**Source**.

I am learning to listen.
This lesson is coming through many forms, most recently via a lecture I attended by Otto Scharmer of MIT entitled Leadership and Mindful Transformation of Capitalism: from Ego-System to Eco-System Economies.
Otto asked the audience two core questions:
- Where do you experience a world that is ending/dying?
- Where do you experience a world that is beginning/waiting to be born?
In thinking about these questions, only one answer came to my mind. The world that I experience to be ending/dying is the world that believes that problems are external.
In my work with nonprofits, I have come to learn that problems are—at their core—thinking problems. This means problems must be resolved internally first, then externally. What do I mean by this?
- Problems with the environment are, at their core, a problem about how we conceptualize our relationship to the earth.
- Problems with poverty are, at their core, problems about how we structure our economy and how we conceptualize our relationship to fellow man.

**Material provided**.
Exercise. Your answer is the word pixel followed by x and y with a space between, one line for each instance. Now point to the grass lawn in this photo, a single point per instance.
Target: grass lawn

**Written task A**. In the essay on listening, what world does the writer experience as ending or dying?
**Written task B**. Retype the essay on listening from "In thinking about" to "mean by this?".
**Written task C**. Carry the essay on listening forward from its last line.
None of the data after the essay on listening is needed.

**Written answer A**. The world that believes that problems are external.

**Written answer B**.
In thinking about these questions, only one answer came to my mind. The world that I experience to be ending/dying is the world that believes that problems are external.
In my work with nonprofits, I have come to learn that problems are—at their core—thinking problems. This means problems must be resolved internally first, then externally. What do I mean by this?

**Written answer C**.
I did not always believe this. I used to think that “poor people” needed help. To that end, I spent many years in many countries in direct service. What I have learned is that direct service is powerful (there is tremendous power in any act of service to another human being), but it isn’t enough. If the core of the problem is a thinking problem, our work must also be on a different plane.
In thinking about this new work, I am compelled to listen more deeply. But how?
Otto described four levels of listening:
- Downloading: is taking the information you receive and applying old opinions and judgments to that information.
- Factual listening: is taking the information we received and acknowledging any data which disconfirms what we thought we knew.
- Empathic listening: is seeing through another person’s eyes and thereby establishing an emotional connection.
- Generative listening: is opening our awareness to that which exists and to that which might exist. We allow our attention to connect to an emerging future, waiting for that which wants to be born.
According to Otto, as we move towards generative listening, we let go of the voices of judgment, cynicism, and fear. Instead, we move to a position of openness, engagement, and, eventually, embodiment.
While all this sounds beautiful, I have not yet answered Otto’s second question. Where do I experience a world that is beginning/waiting to be born?
I don’t know, but I’m listening.
What do you think?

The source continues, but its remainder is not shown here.